Information given →
▶
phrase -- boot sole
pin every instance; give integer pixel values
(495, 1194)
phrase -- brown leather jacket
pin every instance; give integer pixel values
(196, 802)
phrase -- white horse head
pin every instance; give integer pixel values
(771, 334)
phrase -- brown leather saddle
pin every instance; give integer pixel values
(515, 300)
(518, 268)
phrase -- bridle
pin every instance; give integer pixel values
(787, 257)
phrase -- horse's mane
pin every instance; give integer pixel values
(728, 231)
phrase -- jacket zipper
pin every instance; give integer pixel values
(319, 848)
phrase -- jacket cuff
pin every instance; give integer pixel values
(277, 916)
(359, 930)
◀
▶
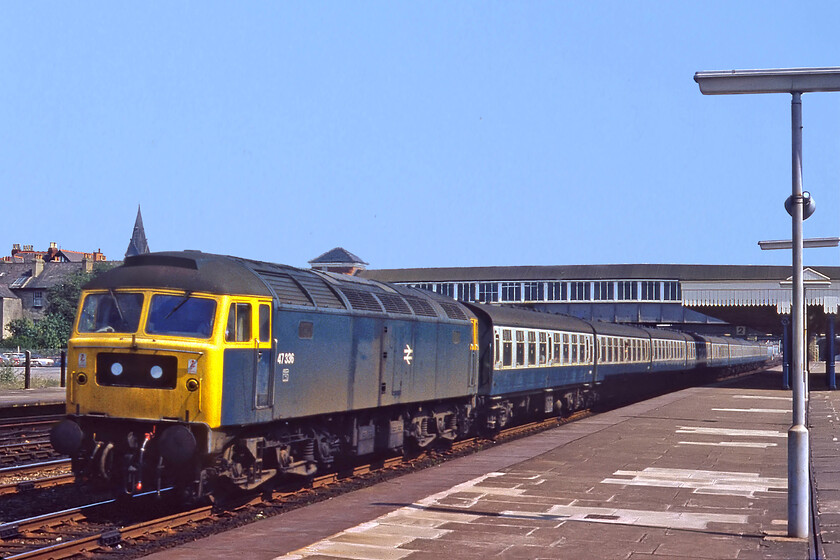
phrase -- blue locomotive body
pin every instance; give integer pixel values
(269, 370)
◀
Your objective →
Display each line from the entries above that contains the string "brown". Matching is case-sensitive.

The result →
phrase -- brown leather jacket
phrase -- brown leather saddle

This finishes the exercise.